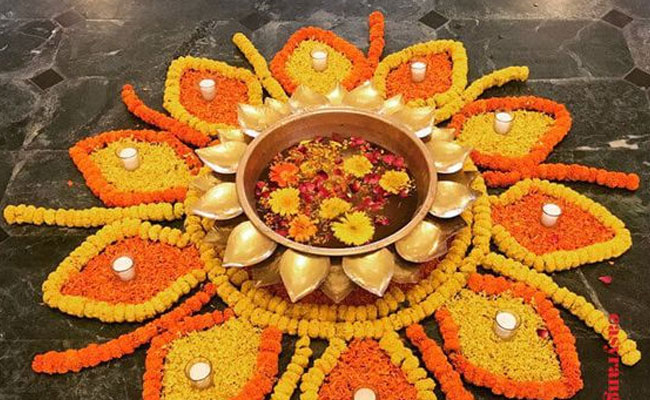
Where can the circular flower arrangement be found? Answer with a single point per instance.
(349, 235)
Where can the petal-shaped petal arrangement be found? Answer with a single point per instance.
(372, 271)
(586, 232)
(84, 284)
(244, 365)
(220, 202)
(302, 273)
(247, 246)
(292, 65)
(451, 199)
(387, 368)
(538, 126)
(543, 368)
(185, 103)
(446, 73)
(223, 158)
(97, 160)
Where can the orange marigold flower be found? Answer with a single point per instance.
(284, 174)
(302, 228)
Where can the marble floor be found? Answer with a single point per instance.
(62, 63)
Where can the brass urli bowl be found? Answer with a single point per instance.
(345, 122)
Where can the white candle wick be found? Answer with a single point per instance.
(365, 394)
(505, 324)
(123, 268)
(129, 157)
(503, 122)
(208, 89)
(550, 214)
(319, 60)
(418, 71)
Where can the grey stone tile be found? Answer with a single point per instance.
(637, 35)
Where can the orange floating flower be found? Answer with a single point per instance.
(284, 174)
(301, 228)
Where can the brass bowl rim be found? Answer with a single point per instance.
(248, 204)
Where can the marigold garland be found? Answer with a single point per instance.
(563, 340)
(90, 217)
(108, 193)
(288, 382)
(575, 304)
(255, 388)
(260, 66)
(537, 153)
(437, 363)
(179, 129)
(119, 312)
(560, 259)
(565, 172)
(173, 87)
(74, 360)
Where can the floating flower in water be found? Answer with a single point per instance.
(285, 201)
(284, 174)
(332, 208)
(394, 181)
(354, 229)
(357, 165)
(302, 228)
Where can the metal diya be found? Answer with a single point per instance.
(303, 268)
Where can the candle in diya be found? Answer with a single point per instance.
(505, 324)
(503, 122)
(129, 157)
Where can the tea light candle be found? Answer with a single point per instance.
(129, 157)
(365, 394)
(319, 60)
(503, 122)
(505, 324)
(124, 268)
(208, 89)
(550, 214)
(418, 71)
(199, 372)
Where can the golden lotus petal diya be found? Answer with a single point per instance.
(224, 157)
(392, 105)
(425, 243)
(247, 246)
(451, 200)
(337, 286)
(418, 119)
(303, 97)
(204, 183)
(445, 134)
(220, 202)
(231, 135)
(448, 157)
(251, 118)
(372, 271)
(302, 273)
(267, 273)
(336, 95)
(406, 272)
(364, 97)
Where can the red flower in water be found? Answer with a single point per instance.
(284, 174)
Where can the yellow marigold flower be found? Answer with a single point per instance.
(394, 181)
(285, 201)
(332, 208)
(354, 229)
(357, 165)
(302, 228)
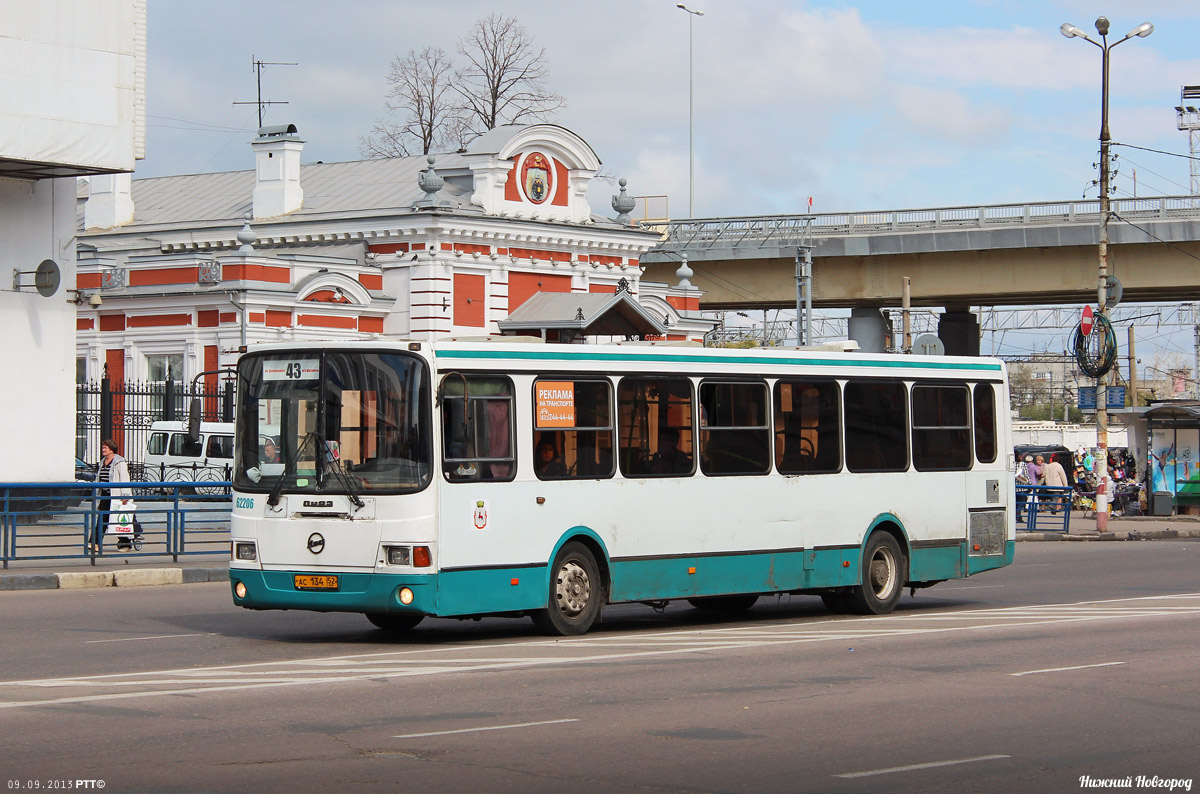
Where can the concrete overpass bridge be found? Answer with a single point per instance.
(1009, 254)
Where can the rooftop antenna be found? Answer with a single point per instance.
(257, 67)
(1188, 118)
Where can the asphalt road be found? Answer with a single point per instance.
(1080, 660)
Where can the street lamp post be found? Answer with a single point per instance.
(1102, 408)
(691, 151)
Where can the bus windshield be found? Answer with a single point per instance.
(333, 421)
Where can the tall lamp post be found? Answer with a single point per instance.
(1102, 407)
(691, 151)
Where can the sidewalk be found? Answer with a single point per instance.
(1122, 528)
(76, 573)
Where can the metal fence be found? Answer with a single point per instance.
(1044, 509)
(60, 519)
(124, 411)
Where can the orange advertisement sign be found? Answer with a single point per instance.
(556, 403)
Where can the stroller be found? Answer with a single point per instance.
(124, 523)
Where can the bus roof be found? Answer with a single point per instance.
(523, 355)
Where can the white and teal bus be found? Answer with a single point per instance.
(501, 477)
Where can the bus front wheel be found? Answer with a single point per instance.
(576, 593)
(394, 623)
(882, 577)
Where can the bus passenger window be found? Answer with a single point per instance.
(808, 428)
(573, 425)
(985, 422)
(941, 431)
(735, 437)
(655, 427)
(477, 428)
(876, 420)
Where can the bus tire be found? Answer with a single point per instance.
(395, 623)
(725, 603)
(576, 593)
(882, 577)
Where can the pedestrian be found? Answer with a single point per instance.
(1024, 477)
(1055, 476)
(112, 468)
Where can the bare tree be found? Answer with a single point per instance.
(504, 78)
(421, 96)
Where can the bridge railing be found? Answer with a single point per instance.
(60, 521)
(796, 229)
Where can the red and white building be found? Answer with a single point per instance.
(191, 268)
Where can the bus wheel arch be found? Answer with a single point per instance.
(883, 571)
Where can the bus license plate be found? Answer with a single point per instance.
(304, 582)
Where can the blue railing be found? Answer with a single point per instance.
(59, 519)
(1044, 509)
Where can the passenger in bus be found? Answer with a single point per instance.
(547, 462)
(670, 458)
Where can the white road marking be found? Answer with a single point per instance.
(929, 765)
(594, 649)
(447, 733)
(1062, 669)
(126, 639)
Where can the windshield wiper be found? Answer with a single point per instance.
(274, 497)
(334, 461)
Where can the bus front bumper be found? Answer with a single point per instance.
(365, 593)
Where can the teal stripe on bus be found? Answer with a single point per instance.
(900, 362)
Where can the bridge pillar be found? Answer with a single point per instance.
(870, 329)
(959, 331)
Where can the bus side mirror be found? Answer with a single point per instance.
(193, 421)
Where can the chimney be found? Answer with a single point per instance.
(109, 202)
(277, 172)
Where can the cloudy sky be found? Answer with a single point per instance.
(862, 104)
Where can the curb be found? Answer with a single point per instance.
(1122, 535)
(126, 578)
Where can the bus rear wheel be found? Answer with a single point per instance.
(576, 593)
(725, 603)
(394, 623)
(882, 577)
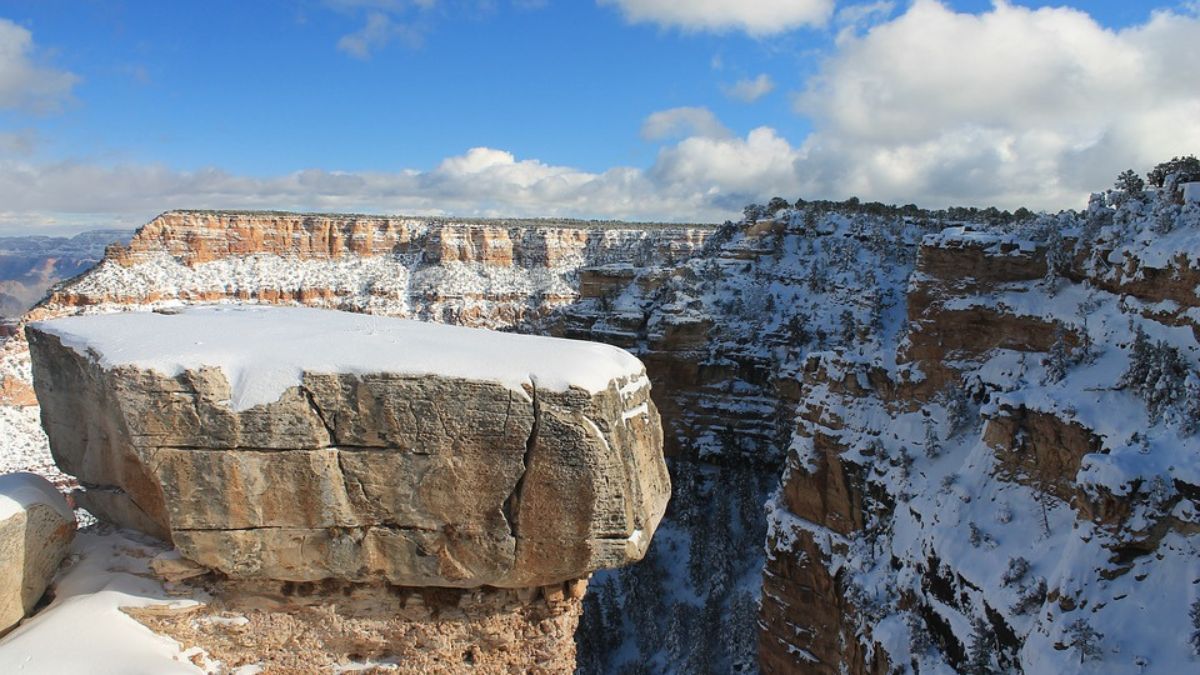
==================================================
[WHAT IS REQUIRED]:
Reproduce word for word the stretch of the records from the line containing "Where can the bus front bumper" through their end, leaving out any pictures.

[CORRECT RESPONSE]:
Where can the bus front bumper be found? Answer with a single point per instance.
(365, 593)
Where can the teal stripe on bus be found? Answer with a single point per instance.
(900, 362)
Where can the bridge pillar be found? Answer with a single point per instance.
(870, 329)
(959, 331)
Where can the bus side mirror be found? Answer with a single point per instance.
(193, 421)
Where can the chimney be found? Answer with a single point per instance.
(109, 202)
(277, 172)
Where can the cloudy sky be found? Answer with a single point per instance.
(862, 104)
Where can the curb be found? Answer with a single point per instance.
(1122, 535)
(126, 578)
Where can the bus rear wheel be found? Answer with a single point per instance.
(576, 593)
(725, 603)
(394, 623)
(882, 577)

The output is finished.